## Task to carry out:
From the line containing "of the shadow" to the last line of the records below, retype every line exactly and output nothing else.
══ Extracted data
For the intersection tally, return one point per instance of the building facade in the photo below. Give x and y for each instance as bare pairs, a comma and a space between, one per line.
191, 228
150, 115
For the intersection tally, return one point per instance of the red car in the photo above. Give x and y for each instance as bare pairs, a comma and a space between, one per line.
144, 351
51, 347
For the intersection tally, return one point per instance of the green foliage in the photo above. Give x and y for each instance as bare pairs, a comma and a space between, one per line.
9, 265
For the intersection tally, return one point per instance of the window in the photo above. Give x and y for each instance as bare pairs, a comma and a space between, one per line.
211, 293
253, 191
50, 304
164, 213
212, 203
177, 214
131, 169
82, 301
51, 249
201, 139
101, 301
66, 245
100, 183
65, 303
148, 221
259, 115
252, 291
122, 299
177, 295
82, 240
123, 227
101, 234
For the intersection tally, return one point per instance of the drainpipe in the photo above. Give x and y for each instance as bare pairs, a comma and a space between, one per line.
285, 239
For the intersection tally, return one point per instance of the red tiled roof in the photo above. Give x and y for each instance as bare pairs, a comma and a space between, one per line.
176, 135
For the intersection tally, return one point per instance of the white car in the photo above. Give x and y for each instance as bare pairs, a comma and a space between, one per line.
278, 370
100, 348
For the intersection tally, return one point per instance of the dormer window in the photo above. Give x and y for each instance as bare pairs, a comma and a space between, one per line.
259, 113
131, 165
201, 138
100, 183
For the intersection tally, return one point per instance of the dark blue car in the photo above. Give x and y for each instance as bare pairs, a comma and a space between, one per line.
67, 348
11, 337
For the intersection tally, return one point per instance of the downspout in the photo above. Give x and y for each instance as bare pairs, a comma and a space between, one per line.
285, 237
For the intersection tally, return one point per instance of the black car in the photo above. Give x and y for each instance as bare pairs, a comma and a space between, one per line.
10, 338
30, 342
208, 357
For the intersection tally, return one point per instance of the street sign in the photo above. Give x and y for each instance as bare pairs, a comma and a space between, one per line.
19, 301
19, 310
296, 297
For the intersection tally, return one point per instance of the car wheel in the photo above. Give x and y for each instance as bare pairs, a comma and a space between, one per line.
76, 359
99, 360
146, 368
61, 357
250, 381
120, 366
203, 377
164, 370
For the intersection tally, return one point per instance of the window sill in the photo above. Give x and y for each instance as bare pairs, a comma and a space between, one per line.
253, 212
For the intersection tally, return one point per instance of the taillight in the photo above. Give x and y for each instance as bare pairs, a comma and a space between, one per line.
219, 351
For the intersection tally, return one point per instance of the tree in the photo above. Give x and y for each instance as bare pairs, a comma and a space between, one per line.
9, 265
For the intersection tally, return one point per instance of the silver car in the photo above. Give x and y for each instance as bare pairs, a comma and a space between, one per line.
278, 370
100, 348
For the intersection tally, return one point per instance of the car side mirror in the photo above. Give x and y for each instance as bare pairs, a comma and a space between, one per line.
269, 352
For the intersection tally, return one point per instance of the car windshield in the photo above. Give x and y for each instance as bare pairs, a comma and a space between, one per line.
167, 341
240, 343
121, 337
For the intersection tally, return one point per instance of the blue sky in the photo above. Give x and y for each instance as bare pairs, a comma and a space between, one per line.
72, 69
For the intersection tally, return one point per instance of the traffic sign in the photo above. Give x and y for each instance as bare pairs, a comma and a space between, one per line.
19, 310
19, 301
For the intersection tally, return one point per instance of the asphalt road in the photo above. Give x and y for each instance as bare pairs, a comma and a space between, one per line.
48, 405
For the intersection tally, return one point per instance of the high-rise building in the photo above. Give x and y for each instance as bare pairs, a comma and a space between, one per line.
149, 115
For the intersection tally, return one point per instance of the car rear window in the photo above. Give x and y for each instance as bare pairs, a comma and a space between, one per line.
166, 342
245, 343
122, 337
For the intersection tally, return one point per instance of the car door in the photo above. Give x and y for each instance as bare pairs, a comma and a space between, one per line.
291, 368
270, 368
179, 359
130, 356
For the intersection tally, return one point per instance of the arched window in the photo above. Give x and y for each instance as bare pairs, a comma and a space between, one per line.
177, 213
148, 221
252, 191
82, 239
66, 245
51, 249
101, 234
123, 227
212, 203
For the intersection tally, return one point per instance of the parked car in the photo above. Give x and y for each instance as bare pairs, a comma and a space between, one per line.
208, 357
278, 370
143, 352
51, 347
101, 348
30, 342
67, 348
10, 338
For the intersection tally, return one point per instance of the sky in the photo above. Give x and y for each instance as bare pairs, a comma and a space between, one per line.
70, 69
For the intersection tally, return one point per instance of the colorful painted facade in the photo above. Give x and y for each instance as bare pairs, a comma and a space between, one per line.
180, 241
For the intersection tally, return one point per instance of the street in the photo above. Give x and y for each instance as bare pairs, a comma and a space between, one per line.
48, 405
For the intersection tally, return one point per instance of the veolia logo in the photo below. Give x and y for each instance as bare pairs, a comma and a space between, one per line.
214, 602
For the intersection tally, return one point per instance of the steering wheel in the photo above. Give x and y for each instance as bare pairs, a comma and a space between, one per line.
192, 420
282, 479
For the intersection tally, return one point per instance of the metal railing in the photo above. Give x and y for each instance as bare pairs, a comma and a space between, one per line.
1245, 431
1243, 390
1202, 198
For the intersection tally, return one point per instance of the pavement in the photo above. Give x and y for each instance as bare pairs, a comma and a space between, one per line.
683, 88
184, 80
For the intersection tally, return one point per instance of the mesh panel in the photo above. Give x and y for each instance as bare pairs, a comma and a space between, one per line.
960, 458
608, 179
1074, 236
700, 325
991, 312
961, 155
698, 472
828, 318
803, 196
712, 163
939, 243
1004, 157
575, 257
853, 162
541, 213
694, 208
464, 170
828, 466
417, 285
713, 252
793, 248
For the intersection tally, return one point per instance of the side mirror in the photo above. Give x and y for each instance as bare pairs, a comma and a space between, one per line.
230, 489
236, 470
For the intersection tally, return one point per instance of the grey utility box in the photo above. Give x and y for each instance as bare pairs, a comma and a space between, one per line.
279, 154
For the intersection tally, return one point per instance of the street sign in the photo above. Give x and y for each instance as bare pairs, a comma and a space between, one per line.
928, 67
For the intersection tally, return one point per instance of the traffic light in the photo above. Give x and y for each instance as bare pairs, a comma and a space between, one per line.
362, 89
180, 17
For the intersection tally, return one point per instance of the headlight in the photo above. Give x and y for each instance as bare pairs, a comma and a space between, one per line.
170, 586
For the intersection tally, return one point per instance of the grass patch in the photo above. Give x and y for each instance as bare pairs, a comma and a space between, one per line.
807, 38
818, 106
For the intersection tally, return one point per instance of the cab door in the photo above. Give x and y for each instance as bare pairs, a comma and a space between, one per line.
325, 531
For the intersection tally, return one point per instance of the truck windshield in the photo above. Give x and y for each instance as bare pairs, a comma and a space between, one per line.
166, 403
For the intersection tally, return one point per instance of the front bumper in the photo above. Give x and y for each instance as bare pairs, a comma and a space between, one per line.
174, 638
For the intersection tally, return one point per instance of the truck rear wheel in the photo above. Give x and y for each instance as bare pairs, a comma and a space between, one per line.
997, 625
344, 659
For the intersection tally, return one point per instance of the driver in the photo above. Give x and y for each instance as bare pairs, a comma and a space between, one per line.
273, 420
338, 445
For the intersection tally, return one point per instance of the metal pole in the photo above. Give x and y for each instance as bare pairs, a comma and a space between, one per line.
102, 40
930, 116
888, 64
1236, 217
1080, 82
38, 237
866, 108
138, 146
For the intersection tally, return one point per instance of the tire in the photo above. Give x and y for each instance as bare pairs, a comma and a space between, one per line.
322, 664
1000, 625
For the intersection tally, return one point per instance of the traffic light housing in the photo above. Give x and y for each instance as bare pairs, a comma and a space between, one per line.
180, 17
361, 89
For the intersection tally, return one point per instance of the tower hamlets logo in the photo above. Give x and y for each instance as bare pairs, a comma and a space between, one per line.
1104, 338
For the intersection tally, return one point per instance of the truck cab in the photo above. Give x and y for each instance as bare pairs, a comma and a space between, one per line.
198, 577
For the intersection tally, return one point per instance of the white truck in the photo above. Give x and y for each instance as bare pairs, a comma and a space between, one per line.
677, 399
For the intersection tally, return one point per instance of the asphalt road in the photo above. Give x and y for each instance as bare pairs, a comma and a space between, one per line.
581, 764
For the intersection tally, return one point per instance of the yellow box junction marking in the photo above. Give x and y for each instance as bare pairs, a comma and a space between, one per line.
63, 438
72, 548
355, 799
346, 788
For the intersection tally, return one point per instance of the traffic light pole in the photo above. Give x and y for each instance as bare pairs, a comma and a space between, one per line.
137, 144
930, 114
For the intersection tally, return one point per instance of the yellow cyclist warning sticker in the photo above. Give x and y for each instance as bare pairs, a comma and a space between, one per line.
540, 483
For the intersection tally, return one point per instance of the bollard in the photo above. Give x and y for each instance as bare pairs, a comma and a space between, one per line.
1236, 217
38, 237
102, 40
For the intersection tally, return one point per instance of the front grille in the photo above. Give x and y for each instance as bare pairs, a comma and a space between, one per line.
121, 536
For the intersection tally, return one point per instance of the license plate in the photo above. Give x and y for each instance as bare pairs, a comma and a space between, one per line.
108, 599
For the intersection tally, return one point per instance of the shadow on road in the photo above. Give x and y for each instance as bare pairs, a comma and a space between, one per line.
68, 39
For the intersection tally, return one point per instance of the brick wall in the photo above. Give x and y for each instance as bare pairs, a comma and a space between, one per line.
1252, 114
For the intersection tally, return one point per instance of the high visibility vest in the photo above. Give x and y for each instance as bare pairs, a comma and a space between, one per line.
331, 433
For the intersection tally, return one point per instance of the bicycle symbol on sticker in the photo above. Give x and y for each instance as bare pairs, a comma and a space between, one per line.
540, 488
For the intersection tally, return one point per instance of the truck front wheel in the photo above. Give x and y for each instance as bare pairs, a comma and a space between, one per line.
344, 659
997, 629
════
## Task response:
For the intersection tally, return one point per instance of the shadow on road in the photo above. Give x and y for each instance as bare pairs, a comma and a space between, one per line.
68, 39
For the intersection tally, return one point per instance of the brick wall in the photo above. Give x and y for each instance as bare pairs, a comma and a space between, one per line.
1252, 114
For the intersection tally, return one point per instance of the high visibility vest in the photo above. Give x and y for each instance as bare pairs, a comma and a space between, one per line.
331, 433
For the intersection tally, return one point per instance of the bicycle symbol on sticker in the photo above. Give x and y for each instance as bare pairs, a comma and a space between, one per line.
540, 488
For the intersection tally, return one point per instance of the truck front wheel in the photo above. Give x and y for each instance as bare pairs, a comma and a space between, one per line.
344, 659
997, 629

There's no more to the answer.